• **TASK REQUIREMENTS**
According to the text on alcohol tax evasion in the Czech Republic, state who hired the team of private detectives.

• **PAGE TEXT**
════
There is an international warrant issued for Pitr's arrest.
The investigation shows that Pitr uses middle-men to invest into large warehouses and some distilleries which are, in addition to legal production and distribution of alcohol, involved in large-scale tax evasion.
This means that Pitr - from abroad - indirectly controls the production and distribution chain of untaxed alcohol in the Czech Republic.
After a period of relative stagnation, the black market with alcohol has grown into such dimensions that it is already threatening the legal producers, which complain about the inactivity of the state.
In fact, Aktuálně.cz has learned about the alarming scope of the alcohol tax evasion not from police sources, but from a team of private detectives hired by a group of important alcohol producers to map the problem.
Their investigation shows that those involved in the illegal activity cooperate with and are protected by corrupt policemen, state officials and customs officers.
════
• **DATASET**
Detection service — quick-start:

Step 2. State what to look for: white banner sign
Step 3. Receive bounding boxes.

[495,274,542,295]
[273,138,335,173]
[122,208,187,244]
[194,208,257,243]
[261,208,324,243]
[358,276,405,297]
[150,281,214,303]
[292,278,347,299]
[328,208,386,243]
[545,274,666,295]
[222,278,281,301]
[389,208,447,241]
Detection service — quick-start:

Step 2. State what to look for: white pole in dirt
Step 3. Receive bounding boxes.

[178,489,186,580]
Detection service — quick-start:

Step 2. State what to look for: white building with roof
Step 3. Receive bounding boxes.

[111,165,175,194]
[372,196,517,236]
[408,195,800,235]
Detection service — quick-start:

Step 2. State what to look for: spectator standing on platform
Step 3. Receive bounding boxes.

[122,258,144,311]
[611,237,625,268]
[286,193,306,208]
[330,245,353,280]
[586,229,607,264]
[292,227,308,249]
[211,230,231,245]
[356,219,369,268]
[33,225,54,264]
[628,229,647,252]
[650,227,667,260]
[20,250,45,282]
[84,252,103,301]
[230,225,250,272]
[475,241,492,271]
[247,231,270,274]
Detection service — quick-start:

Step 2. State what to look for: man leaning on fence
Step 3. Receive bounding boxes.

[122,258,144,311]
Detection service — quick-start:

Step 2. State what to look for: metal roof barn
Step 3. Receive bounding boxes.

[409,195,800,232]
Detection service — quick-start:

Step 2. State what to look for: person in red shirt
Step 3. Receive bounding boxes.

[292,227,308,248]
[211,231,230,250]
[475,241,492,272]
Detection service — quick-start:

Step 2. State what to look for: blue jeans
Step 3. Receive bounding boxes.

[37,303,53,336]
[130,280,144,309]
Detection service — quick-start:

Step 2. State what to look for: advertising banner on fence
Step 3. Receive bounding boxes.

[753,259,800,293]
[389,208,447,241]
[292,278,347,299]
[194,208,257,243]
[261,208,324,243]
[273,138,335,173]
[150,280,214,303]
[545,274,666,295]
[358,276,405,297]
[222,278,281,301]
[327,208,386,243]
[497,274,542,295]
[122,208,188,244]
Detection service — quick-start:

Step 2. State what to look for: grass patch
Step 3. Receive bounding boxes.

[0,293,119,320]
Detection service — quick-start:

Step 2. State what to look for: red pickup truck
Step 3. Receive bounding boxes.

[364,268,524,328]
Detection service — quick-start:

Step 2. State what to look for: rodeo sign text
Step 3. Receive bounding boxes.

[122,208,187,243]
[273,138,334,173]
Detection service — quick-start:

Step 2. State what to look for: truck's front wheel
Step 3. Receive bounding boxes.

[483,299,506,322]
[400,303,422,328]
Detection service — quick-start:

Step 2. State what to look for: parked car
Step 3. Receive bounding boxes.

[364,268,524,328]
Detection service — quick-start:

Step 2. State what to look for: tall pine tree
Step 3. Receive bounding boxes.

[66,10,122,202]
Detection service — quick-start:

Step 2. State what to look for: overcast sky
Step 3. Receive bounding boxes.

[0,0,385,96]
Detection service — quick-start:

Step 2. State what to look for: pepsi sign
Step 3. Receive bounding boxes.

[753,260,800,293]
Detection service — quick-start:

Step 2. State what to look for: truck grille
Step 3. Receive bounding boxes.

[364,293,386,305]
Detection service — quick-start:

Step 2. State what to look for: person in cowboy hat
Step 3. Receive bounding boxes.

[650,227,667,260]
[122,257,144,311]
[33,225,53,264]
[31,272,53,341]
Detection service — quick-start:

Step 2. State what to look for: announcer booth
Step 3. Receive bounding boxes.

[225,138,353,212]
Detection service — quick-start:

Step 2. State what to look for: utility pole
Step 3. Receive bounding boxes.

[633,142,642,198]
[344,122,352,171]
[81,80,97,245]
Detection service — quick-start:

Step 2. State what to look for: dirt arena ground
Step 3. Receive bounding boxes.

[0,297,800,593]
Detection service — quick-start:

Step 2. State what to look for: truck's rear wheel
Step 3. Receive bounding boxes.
════
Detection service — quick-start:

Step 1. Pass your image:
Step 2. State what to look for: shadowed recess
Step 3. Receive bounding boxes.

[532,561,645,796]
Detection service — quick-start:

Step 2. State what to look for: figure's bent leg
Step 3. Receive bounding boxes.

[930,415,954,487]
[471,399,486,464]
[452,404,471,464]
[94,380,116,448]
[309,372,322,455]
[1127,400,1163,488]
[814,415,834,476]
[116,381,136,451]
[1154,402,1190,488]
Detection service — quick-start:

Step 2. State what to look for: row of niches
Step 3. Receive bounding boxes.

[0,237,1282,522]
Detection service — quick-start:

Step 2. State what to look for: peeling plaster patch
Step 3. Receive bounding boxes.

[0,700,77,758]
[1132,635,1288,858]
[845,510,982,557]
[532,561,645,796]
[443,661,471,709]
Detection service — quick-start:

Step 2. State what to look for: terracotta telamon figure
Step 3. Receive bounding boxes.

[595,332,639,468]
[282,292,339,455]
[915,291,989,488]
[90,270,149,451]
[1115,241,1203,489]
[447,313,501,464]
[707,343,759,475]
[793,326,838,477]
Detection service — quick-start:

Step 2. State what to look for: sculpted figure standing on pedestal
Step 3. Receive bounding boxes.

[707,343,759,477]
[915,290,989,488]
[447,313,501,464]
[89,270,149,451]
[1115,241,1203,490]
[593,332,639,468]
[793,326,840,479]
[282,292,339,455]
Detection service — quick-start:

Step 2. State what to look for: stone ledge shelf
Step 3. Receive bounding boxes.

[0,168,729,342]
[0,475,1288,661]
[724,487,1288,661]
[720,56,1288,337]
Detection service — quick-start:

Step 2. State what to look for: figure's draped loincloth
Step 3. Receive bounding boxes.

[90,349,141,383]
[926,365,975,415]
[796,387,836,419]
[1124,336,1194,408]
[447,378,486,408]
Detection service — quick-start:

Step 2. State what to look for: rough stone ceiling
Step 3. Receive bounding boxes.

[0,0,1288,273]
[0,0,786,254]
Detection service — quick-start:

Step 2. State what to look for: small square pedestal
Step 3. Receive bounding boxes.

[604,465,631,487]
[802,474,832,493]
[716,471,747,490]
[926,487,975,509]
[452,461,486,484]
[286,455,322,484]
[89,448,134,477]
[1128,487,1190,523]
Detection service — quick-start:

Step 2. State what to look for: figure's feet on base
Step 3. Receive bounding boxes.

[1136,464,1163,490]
════
• **SOLUTION BELOW**
A group of important alcohol producers hired them.